Text extract

________________

In-person location:  Freeport Memorial Library, Freeport, Long Island, N.Y.

Via Zoom:  For members who prefer remote participation.

 

Meeting Schedule

10:00 a.m. Refreshments, Meet and Greet, Ask the Experts

10:45 a.m. Announcements/Webinar Begins

11:00 a.m. Lecture

November 15, 2025

Meeting is open to non-members.

The Shape-Shifting Nature of Old Irish Surnames

with IRENE MORGAN

Your brick wall could be a modern-day blind spot in surname pronunciation or spelling. Old Irish surnames are living, breathing entities that shape-shifted and evolved across generations. Discover how to navigate mysterious spelling variants and aliases to trace elusive family names all the way back to Ireland.

Irene Morgan, a native Irish speaker, is the resident genealogy writer for Ireland Reaching Out and founder of Irish Quest. She spoke to the Forum in January about Irish forenames and nicknames.

Attention Non-Members
If you would like to attend this meeting, please click here to register for the meeting.

A Zoom link will be emailed to you prior to the November 15th meeting or you may attend in person.

________________

Dataset excerpts
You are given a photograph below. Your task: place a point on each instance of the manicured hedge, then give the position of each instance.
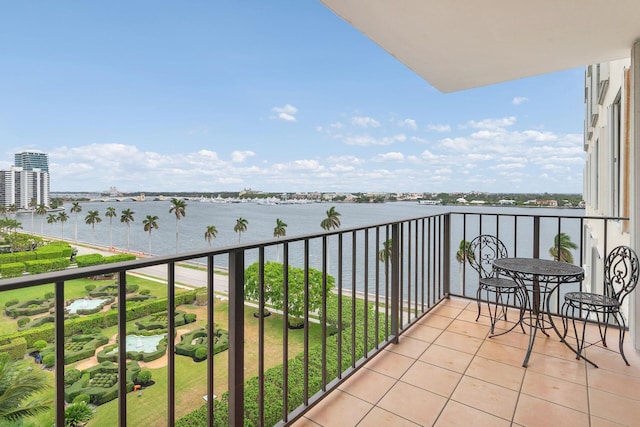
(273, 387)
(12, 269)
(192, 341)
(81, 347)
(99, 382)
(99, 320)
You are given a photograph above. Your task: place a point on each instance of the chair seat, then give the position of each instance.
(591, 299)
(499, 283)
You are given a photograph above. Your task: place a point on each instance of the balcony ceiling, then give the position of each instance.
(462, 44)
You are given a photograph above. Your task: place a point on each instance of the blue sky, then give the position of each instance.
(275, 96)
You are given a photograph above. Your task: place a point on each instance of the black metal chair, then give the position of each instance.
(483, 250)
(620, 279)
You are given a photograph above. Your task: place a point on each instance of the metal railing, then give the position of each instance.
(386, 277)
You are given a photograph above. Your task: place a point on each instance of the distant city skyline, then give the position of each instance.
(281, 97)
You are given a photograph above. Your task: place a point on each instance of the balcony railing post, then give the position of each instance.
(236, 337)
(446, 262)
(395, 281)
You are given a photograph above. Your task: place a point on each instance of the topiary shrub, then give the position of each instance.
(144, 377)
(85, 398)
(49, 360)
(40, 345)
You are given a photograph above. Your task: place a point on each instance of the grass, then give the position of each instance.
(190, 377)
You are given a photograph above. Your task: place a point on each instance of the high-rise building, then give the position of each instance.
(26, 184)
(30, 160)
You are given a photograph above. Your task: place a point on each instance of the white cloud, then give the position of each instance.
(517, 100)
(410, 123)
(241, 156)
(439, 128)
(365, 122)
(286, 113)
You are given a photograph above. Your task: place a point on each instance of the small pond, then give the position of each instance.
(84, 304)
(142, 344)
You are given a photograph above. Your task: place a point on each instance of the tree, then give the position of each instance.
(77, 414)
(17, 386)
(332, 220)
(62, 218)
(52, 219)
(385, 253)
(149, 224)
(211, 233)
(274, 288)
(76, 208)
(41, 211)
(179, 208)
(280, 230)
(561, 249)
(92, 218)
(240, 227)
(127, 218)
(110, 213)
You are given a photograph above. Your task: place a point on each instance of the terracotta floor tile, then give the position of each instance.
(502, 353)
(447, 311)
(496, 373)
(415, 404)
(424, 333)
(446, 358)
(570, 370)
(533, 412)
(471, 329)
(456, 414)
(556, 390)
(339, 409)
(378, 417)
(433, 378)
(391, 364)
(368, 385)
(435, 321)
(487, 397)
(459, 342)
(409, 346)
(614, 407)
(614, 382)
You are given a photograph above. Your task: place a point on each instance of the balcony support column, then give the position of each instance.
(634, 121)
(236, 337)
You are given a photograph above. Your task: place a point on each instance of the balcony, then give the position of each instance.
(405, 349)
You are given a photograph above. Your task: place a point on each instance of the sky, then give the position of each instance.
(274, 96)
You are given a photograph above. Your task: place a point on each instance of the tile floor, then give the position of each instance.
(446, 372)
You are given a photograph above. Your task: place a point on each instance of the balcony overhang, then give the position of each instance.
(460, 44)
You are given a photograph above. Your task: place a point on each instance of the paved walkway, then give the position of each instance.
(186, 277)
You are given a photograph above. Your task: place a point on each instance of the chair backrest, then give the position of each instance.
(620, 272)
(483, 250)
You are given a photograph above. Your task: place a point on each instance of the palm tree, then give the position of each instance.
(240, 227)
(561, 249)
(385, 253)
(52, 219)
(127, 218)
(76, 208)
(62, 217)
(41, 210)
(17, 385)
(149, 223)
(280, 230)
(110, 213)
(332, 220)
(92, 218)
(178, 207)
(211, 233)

________________

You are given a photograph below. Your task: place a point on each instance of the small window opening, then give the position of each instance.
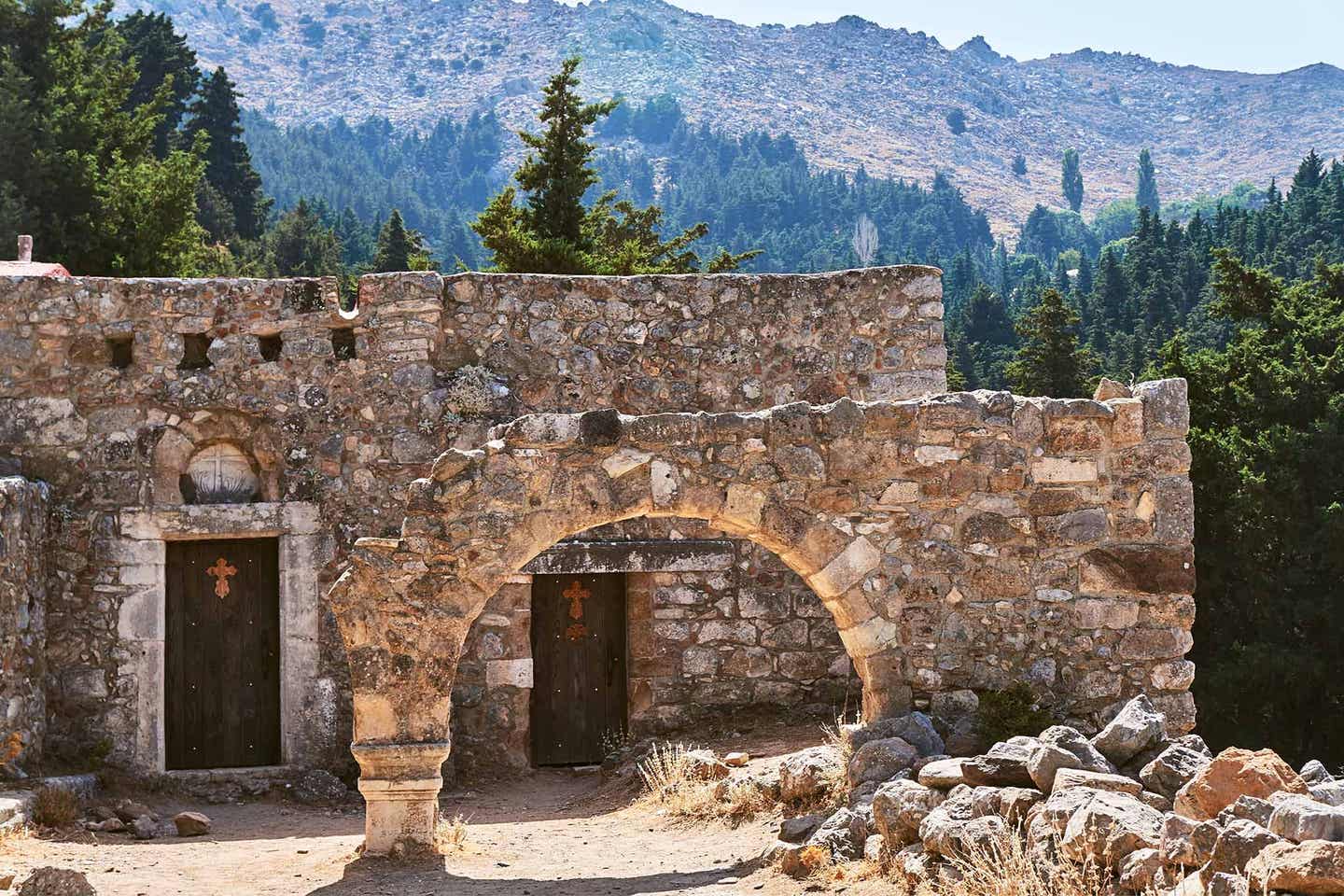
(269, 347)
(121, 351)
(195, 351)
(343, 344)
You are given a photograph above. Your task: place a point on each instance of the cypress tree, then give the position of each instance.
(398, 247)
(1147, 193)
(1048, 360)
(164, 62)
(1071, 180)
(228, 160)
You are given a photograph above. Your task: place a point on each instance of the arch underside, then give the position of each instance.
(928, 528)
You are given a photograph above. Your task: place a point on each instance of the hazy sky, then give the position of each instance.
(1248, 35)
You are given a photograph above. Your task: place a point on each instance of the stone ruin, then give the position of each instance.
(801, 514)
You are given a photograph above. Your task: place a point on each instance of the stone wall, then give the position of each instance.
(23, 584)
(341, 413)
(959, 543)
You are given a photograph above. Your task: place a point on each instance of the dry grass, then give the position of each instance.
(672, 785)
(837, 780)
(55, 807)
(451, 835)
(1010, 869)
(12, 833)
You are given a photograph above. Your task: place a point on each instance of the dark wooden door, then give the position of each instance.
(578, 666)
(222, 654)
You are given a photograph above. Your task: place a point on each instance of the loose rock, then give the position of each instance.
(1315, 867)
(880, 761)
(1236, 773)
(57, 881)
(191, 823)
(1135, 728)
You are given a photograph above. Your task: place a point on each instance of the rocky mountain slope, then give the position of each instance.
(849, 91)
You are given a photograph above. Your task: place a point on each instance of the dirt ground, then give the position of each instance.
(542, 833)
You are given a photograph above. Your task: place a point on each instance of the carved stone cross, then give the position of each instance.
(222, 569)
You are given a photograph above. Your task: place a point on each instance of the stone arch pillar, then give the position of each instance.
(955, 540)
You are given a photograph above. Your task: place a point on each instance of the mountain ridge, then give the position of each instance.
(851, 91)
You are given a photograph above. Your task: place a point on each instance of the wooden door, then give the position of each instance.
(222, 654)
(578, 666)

________________

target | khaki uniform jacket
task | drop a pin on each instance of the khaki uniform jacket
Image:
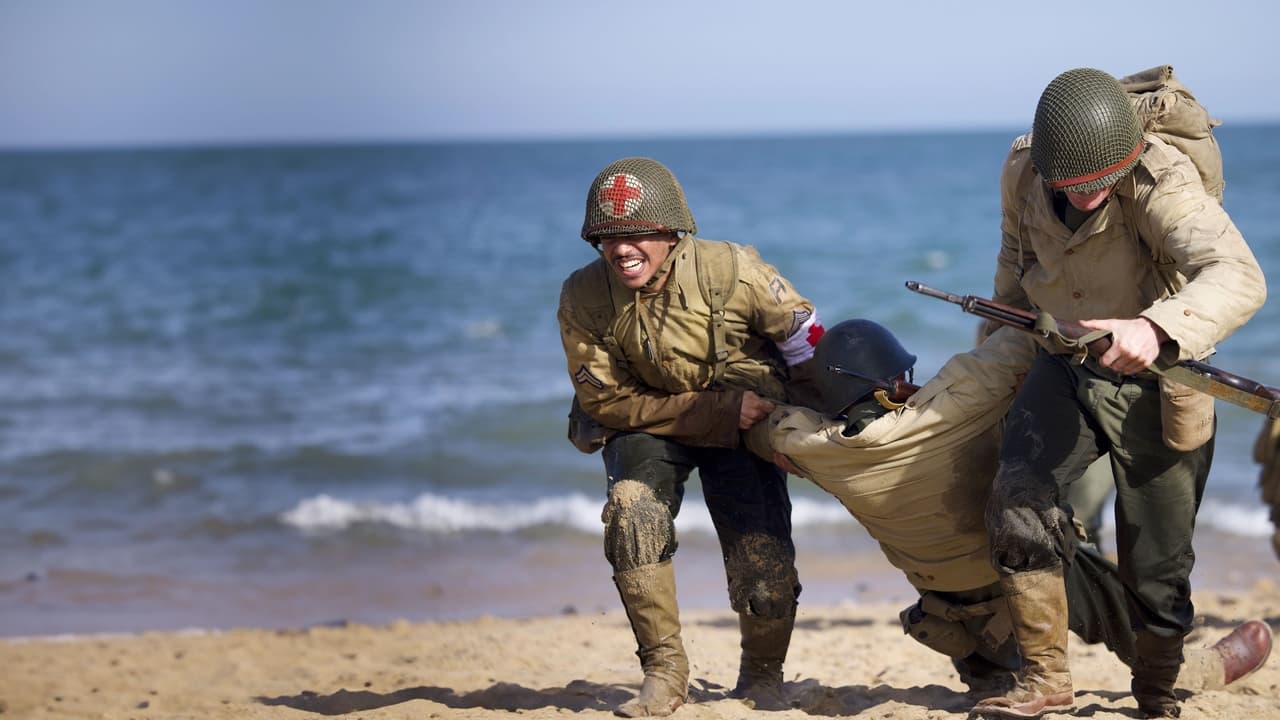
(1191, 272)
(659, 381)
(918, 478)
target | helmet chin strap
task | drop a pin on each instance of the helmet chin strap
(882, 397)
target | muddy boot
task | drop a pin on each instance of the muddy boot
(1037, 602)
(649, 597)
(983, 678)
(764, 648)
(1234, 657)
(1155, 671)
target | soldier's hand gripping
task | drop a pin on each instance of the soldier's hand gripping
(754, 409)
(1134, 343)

________________

Job 1
In the records, edit the part that opens with the line containing "target | soldier's hand gripping" and closes with the line containing "(1134, 343)". Replace "gripping" with "holding", change nothing else, and return only those lines.
Job 2
Pick up the surname lecture announcement after its last sentence and continue it.

Written response 1
target | soldier's hand holding
task | drop a pin on each instance of the soldier's hand holding
(754, 409)
(1134, 343)

Written response 2
December 14, 2025

Christmas Luncheon

Musician/singer Jimmy Walsh will perform at the gathering, entertaining us with Irish as well as seasonal music. Walsh, a native of Co. Tipperary, worked with the popular Irish showband Joe Dolan and the Drifters before coming to the U.S. He won the Eurovision Song Contest for Ireland in 1993 for his composition “In Your Eyes.” Based in New York, he works in many local venues, including Malverne’s Connolly Station, and he also returns to Ireland annually to perform.

 

COMING IN 2026

Saturday, January 17, 2026

Researching with Census Records

with KERRI TANNENBAUM

Unlock your family’s past by digging into census records. We’ll explore the fundamentals of using census records, including federal, state, and other censuses. You’ll learn how census records have evolved over time, how to locate and interpret the
records, and how to use the information to build your family tree and trace ancestors across multiple generations.

Forum member and professional genealogist Kerri Tannenbaum is a graduate of Boston University’s Certificate Program in Genealogical Research and the ProGen Peer Study Groups. A recipient of many awards from the National Genealogical Society, she serves as contributing editor of the Forum Newsletter. She also runs her own genealogy company, Family Dot Connector.

Saturday, February 21, 2026

The 1926 Irish Census

with NOEL CAROLAN
(via Zoom from Ireland)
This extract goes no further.